◆ TASK INPUTS
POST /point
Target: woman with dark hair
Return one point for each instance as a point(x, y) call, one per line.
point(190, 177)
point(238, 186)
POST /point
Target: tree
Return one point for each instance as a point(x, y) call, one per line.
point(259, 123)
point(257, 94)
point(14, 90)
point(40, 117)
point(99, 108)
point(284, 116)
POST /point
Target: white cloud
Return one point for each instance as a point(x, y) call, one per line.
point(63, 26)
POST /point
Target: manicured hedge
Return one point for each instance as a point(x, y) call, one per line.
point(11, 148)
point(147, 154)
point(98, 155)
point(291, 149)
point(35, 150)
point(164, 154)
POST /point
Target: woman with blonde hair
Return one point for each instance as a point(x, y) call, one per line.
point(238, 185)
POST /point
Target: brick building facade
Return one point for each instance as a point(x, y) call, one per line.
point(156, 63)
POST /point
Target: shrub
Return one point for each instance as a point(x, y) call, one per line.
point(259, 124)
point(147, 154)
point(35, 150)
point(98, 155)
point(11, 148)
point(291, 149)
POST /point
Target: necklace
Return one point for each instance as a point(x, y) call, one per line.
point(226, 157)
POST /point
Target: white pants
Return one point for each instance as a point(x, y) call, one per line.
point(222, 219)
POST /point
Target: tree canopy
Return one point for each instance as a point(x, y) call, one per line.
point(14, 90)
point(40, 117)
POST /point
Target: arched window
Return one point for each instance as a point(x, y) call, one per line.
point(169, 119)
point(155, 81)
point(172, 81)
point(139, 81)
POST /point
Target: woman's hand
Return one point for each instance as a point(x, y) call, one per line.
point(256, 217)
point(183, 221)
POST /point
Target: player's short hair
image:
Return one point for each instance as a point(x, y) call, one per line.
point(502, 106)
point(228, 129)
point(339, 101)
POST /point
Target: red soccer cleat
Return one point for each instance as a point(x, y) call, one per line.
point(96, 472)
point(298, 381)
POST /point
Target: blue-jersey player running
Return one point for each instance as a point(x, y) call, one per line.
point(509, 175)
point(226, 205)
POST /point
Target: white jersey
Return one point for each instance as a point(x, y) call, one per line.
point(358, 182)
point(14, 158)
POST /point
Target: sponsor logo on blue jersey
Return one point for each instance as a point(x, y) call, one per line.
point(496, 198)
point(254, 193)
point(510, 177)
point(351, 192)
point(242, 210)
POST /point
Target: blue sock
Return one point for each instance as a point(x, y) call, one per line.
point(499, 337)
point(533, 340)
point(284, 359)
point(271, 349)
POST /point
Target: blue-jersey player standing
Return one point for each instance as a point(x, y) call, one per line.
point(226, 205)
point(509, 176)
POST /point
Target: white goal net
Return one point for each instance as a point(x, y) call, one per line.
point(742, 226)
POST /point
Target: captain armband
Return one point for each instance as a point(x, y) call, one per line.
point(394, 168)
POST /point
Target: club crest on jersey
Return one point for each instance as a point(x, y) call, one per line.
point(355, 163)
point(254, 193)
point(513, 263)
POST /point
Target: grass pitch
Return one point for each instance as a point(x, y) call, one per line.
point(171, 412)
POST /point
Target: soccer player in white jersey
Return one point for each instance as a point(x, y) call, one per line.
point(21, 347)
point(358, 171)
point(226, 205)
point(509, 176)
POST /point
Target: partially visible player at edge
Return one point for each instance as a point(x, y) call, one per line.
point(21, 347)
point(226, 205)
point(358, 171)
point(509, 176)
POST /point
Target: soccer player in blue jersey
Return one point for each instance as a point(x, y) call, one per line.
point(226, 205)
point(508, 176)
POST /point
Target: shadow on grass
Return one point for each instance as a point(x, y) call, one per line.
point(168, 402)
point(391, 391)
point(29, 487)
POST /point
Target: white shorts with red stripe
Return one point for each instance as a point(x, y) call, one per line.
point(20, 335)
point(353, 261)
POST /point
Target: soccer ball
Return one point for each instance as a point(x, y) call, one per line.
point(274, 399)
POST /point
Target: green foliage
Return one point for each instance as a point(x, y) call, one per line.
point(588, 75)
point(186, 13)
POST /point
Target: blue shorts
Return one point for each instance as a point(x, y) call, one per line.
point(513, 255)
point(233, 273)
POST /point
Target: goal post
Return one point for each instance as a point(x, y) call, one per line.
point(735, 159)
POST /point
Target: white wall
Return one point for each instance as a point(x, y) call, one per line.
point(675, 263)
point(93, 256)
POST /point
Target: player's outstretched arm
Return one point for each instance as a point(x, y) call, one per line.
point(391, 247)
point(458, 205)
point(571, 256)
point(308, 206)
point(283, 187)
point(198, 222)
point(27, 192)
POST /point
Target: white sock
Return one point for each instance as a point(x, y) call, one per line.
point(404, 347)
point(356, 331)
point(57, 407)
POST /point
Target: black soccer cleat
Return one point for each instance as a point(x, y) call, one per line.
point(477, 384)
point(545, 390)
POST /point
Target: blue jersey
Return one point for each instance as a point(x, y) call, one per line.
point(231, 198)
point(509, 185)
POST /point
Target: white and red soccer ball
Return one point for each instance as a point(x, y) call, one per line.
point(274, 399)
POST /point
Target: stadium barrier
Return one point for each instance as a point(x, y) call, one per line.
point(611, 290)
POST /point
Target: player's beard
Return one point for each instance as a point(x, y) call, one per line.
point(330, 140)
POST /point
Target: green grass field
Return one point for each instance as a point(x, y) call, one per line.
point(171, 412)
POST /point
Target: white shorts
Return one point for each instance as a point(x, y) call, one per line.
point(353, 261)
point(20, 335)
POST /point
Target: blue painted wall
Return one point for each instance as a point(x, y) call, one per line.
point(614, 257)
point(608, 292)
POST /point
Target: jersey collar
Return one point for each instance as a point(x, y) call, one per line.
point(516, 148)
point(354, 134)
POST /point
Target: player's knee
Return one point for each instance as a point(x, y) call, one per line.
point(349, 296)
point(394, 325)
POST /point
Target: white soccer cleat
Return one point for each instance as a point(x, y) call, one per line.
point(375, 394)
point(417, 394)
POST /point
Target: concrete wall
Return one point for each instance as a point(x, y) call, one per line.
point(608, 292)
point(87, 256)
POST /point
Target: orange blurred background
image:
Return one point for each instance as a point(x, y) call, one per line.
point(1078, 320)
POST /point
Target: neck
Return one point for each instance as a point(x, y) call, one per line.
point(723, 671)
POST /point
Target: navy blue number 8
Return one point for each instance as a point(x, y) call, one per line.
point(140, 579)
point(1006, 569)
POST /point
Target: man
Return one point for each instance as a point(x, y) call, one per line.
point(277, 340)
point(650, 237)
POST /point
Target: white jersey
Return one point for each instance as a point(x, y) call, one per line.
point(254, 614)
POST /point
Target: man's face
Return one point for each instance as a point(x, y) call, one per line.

◆ ASSIGNED TASK
Every entry, written out exactly, is what the response should contain.

◆ THE ANSWER
POST /point
Target: woman with dark hair
Return one point for each instance as a point(x, y) call, one per line.
point(190, 177)
point(238, 186)
POST /point
Target: tree
Return one point for each instance as a point(x, y) call, one per line.
point(259, 123)
point(257, 94)
point(14, 90)
point(40, 117)
point(99, 108)
point(284, 116)
POST /point
Target: white cloud
Return one point for each instance as a point(x, y) call, one per line.
point(63, 26)
POST /point
Target: manicured hedge
Return one point for each instance as a point(x, y) call, one per line.
point(11, 148)
point(147, 154)
point(98, 155)
point(291, 149)
point(35, 150)
point(164, 154)
POST /point
Target: woman with blonde hair
Return one point for each instance as a point(x, y) call, one per line.
point(238, 185)
POST /point
Target: brick building facade
Return one point for each instance as a point(x, y) call, one per line.
point(156, 63)
POST /point
Target: shrub
Return one point for each instance as a point(x, y) call, one per line.
point(259, 124)
point(147, 154)
point(35, 150)
point(98, 155)
point(11, 148)
point(291, 149)
POST /point
Target: necklace
Return one point for each instance as a point(x, y) call, one per line.
point(226, 157)
POST /point
Target: white pants
Return one point for each instance as a point(x, y) call, one per line.
point(222, 219)
POST /point
Target: tree canopy
Return one point for each instance as a point(x, y) call, one per line.
point(14, 90)
point(40, 117)
POST /point
Target: arched window
Return one point for each instance as a point(x, y) call, one per line.
point(169, 119)
point(155, 81)
point(172, 81)
point(139, 81)
POST /point
Target: woman's hand
Return one point for each instance as a point(x, y) call, one per line.
point(256, 217)
point(183, 221)
POST /point
Target: player's short hair
image:
Return one point for each instance as a point(x, y) call, one per line.
point(502, 106)
point(228, 129)
point(339, 101)
POST /point
Target: red soccer cleat
Return one point for each instance as a point(x, y) call, one per line.
point(96, 472)
point(298, 381)
POST /point
Target: blue-jersey player running
Return one point for each instance as a point(x, y) call, one per line.
point(509, 175)
point(226, 205)
POST /point
Target: white jersey
Return one point for each instance as a point(x, y) call, one per line.
point(358, 182)
point(14, 158)
POST /point
Target: sponsor logo on blue jersey
Return one point for each instance as a point(x, y) call, one per line.
point(496, 198)
point(254, 193)
point(510, 177)
point(351, 192)
point(242, 210)
POST /point
Target: blue sock
Return one point for each instance as a point(x, y) call, one per line.
point(499, 337)
point(533, 340)
point(284, 359)
point(271, 349)
POST /point
Target: blue-jersey player standing
Return one point for each instance as a point(x, y) call, one per line.
point(226, 205)
point(509, 176)
POST /point
Target: white goal net
Return one point for each instance as a point(x, y) call, one per line.
point(742, 226)
POST /point
Target: captain armband
Return one point for each instance as a point(x, y) call, one per line.
point(394, 168)
POST /point
Target: club crest on jersey
Return one point for each instance as a point(x, y) call, one per line.
point(355, 163)
point(254, 193)
point(513, 263)
POST /point
Target: grass pitch
Return one point for each instance as a point(x, y) call, one per line.
point(171, 412)
POST /point
Target: soccer player in white jersey
Return one point for each instance as a point(x, y) call, one per line.
point(21, 347)
point(358, 171)
point(226, 205)
point(509, 176)
POST /point
Target: partially visible player at edge
Return one point for each instance as a point(x, y) call, one per line.
point(21, 347)
point(226, 205)
point(358, 171)
point(509, 176)
POST /point
Target: soccer player in blue jersey
Return one point for each instance as a point(x, y) call, one per line.
point(226, 205)
point(508, 176)
POST /point
Target: shadow on grass
Return one point for each instance as a point(x, y) call, one per line.
point(168, 402)
point(391, 391)
point(29, 487)
POST /point
Target: white shorts with red stripe
Return one point for each instance as a point(x, y) call, one per line.
point(20, 335)
point(353, 261)
POST /point
Target: soccer ball
Return one point for each instance as a point(x, y) call, one per line.
point(274, 399)
POST /point
Target: green foliage
Return one point for each instance as a point(x, y) call, one per line.
point(588, 75)
point(186, 13)
POST /point
Target: blue shorts
Return one point for each instance as a point(x, y) call, one per line.
point(513, 255)
point(233, 273)
POST /point
Target: goal post
Return one point for each instance as a point(x, y) call, one per line.
point(735, 159)
POST /point
Target: white wall
Return one point for each instance as a point(x, y) call, one per line.
point(675, 263)
point(93, 256)
POST /point
Target: player's outstretched arm
Return one point for each instance as a point(x, y) call, one per line.
point(391, 247)
point(458, 205)
point(571, 256)
point(308, 206)
point(283, 187)
point(198, 222)
point(27, 192)
POST /point
Target: white sock
Return one point for each instance as a point(x, y) call, one per line.
point(404, 347)
point(356, 331)
point(57, 407)
POST /point
Target: black soccer cleat
Return one point for each instance as a point(x, y) call, one per line.
point(477, 384)
point(545, 390)
POST /point
Target: blue jersey
Return one point for each instance as a point(x, y) call, one per line.
point(231, 198)
point(509, 185)
POST /point
Target: white and red soccer ball
Return one point for each instance as a point(x, y) call, one per line.
point(274, 399)
POST /point
Target: stadium barrier
Return one point for each instance as a point(x, y) call, one per line.
point(611, 290)
POST /point
Target: player's beard
Return one point for each instance as a point(x, y) call, one per line.
point(330, 140)
POST /point
Target: green grass field
Return one point for each instance as a point(x, y) call, one per line.
point(171, 412)
POST /point
Target: white shorts
Return one point for each instance as a point(x, y) call, one per line.
point(353, 261)
point(20, 335)
POST /point
Target: blue painted wall
Return one point for each instance as a point(x, y) call, one per line.
point(614, 257)
point(608, 292)
POST /point
Target: jersey collar
Return one point for each instance as a point(x, y) call, one per line.
point(516, 148)
point(354, 134)
POST /point
Target: player's knee
Return one point for each instance as a point(x, y) call, one per line.
point(349, 296)
point(394, 325)
POST /point
Target: white soccer cleat
Return one point for each instance as a point(x, y) call, one per line.
point(375, 394)
point(417, 394)
POST /point
Target: concrete wall
Return one point for each instance as a point(x, y) call, one per line.
point(608, 292)
point(87, 256)
POST /point
Target: orange blurred background
image:
Return one point for each instance as a point(x, y) call, one per line.
point(1078, 320)
POST /point
Target: neck
Return one point for each instance as a point(x, y) call, one per line.
point(723, 671)
POST /point
Target: navy blue number 8
Return one point for each instance as a point(x, y) call, one per line.
point(140, 579)
point(1006, 569)
POST /point
Target: man
Return one point for each instance as a point(x, y) call, one per line.
point(277, 340)
point(650, 237)
POST /point
Target: white jersey
Return one point for each instance as a point(x, y) call, one per line.
point(254, 614)
POST /point
Target: man's face
Return one point for each instance as a point(x, y) call, one per line.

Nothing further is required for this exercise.